## BEGIN

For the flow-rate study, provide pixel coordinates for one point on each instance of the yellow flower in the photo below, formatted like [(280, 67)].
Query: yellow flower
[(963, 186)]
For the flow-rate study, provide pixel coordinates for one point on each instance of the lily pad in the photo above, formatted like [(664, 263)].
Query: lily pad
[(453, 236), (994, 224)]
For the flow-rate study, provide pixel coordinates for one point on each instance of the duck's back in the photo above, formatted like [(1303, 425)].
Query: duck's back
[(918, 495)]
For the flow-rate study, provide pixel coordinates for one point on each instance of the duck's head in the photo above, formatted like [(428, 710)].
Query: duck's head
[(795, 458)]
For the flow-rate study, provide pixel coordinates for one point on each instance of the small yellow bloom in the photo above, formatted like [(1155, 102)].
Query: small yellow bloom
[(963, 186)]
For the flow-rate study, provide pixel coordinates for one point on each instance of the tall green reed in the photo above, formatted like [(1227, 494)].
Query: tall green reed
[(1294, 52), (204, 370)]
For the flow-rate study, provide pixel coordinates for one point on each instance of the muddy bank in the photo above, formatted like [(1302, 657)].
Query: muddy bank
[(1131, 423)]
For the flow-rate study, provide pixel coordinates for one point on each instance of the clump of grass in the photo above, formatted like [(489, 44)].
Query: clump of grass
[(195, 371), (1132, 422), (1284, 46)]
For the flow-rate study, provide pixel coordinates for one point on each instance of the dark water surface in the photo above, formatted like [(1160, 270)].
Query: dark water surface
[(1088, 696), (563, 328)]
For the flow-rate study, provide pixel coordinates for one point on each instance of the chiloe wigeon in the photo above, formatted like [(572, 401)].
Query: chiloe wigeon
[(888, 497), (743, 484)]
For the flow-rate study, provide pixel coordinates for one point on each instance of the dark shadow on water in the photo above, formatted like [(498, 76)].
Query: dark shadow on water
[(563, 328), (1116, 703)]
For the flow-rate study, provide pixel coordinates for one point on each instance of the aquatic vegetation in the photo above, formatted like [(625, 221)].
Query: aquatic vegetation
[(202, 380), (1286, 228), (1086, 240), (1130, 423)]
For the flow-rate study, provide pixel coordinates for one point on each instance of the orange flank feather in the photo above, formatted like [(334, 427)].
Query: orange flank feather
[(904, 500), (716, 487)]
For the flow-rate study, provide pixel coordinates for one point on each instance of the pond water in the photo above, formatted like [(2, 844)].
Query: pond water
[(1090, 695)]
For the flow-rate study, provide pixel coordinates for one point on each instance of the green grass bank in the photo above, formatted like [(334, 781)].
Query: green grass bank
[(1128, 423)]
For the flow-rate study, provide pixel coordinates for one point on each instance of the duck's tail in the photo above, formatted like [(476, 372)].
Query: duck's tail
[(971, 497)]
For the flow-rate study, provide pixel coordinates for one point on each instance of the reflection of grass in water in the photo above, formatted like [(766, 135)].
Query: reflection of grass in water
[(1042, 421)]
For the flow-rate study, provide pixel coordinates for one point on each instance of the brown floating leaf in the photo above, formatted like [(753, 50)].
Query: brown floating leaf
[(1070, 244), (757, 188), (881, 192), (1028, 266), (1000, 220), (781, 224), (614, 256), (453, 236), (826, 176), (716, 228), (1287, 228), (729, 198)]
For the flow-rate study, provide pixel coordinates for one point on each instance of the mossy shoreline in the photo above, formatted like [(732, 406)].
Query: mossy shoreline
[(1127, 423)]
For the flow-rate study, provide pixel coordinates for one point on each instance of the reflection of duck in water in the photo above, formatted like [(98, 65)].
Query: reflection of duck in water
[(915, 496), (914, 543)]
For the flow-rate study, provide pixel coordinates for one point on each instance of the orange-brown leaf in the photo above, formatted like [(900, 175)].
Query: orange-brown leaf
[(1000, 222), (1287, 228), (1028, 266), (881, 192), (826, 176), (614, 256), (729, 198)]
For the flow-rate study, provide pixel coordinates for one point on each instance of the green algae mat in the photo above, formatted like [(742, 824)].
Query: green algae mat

## END

◆ What you need to do
Rewrite every row above as a numbered list, omitting any blank lines.

◆ Solution for this task
1. For the flow-rate study, provide pixel coordinates for one point on each instance of the yellow flower in the photo below, formatted like [(280, 67)].
2. Query: yellow flower
3. [(963, 186)]
4. For the flow-rate study, provide pixel coordinates for one point on each instance of the lily pad in the photo above, formatted like [(664, 263)].
5. Query: lily pad
6. [(453, 236), (994, 224)]
7. For the flow-rate study, provide pixel coordinates for one point on each instance of the duck's back in the photo above, formatted like [(1303, 425)].
8. Query: duck's back
9. [(918, 495)]
10. For the flow-rate study, provide pixel coordinates for one point on each instance of the duck's head in the photo above, formatted like [(428, 710)].
11. Query: duck's head
12. [(795, 458)]
13. For the flow-rate study, provide pixel coordinates for one point on each instance of the small yellow bloom in the photo above, formatted like [(1155, 102)].
14. Query: small yellow bloom
15. [(963, 186)]
16. For the flow-rate study, provide pixel coordinates for one point on each instance of the tall green reed in the photo above, formatted like [(1227, 494)].
17. Query: tall green reed
18. [(1294, 52), (204, 370)]
19. For the flow-rate study, provide pixel coordinates for one point on each instance of the muddy bank in the photo above, formatted like [(1302, 657)].
20. Query: muddy bank
21. [(1131, 423)]
22. For the flow-rate study, provide pixel coordinates for one point on each instance of the clump of grass in the photo above, formatted like [(489, 44)].
23. Query: clump of grass
24. [(195, 371), (1132, 422), (1284, 46)]
25. For the flow-rate study, provide pixel coordinates for one point on each instance of the dark water surface in the photo above, formatted like [(1160, 270)].
26. Query: dark water surface
27. [(1088, 696), (563, 328)]
28. For the flow-rate study, provide pixel coordinates for one point on each instance of the chiloe wigeon in the photo above, formatted like [(572, 401)].
29. Query: chiloe wigeon
30. [(888, 497), (743, 484)]
31. For the flow-rate study, provide pixel coordinates for one point on each instance of the dark shadow on water in the photo above, formatted like [(498, 76)].
32. Query: dark shadow on water
33. [(563, 328), (1116, 703)]
34. For the flow-rate study, provide pixel coordinates for one point on each instance of the aquatic vegetation in the photo above, formatted like [(625, 221)].
35. Query: aquatic vegetation
36. [(202, 380), (1286, 228), (1086, 240), (1130, 423)]
37. For the flow-rate study, provide pixel coordinates for one point on each instance of the orange flank feather in the photo above, formatted like [(334, 427)].
38. Query: orange flank feather
39. [(904, 500), (716, 487)]
40. For the flow-rate study, provide pixel coordinates for one point on each instance of the pond water in the photo above, formatted like [(2, 844)].
41. Query: pond water
42. [(1090, 695)]
43. For the flow-rate study, provide pixel coordinates for one point on each instance of the green grass bank in the photo above, formatted like [(334, 781)].
44. Query: green grass bank
45. [(1128, 423)]
46. For the flow-rate study, provide pixel coordinates for one point on each instance of the duck's tail in the photo above, formatted like [(476, 372)].
47. Query: duck's tail
48. [(971, 497)]
49. For the flow-rate study, provide pixel coordinates for one point on each instance of the reflection of grass in water in the photo above, formatted like [(766, 135)].
50. Query: reflection of grass in water
51. [(1042, 421)]
52. For the flow-rate study, provide pixel coordinates for one point on each instance of the brown floating leaf in the photo above, formatted like [(753, 50)].
53. Query: brown floating leaf
54. [(1070, 244), (757, 188), (881, 192), (1028, 266), (1000, 220), (781, 224), (614, 256), (453, 236), (826, 176), (716, 228), (1287, 228), (729, 198)]
55. For the flow-rate study, provide pixel coordinates for one point on each instance of the mossy shoreline in the photo above, formatted like [(732, 406)].
56. Query: mossy shoreline
57. [(1127, 423)]
58. For the flow-rate study, provide pixel coordinates for one point on each instance of the reflection of duck in water in the photo above, formatted like [(98, 65)].
59. Query: reflection of duck in water
60. [(915, 496), (914, 543)]
61. For the flow-rate study, provide pixel coordinates for one point on each instance of the orange-brown leaf in the photo above, formatted like [(900, 175)].
62. Query: orange-brown leaf
63. [(1000, 222), (1287, 228), (1028, 266), (881, 192), (826, 176), (614, 256), (729, 198)]
64. For the flow-rate study, provide pixel coordinates for one point on each instance of the green algae mat in the photo above, formatted like [(742, 824)].
65. Query: green algae mat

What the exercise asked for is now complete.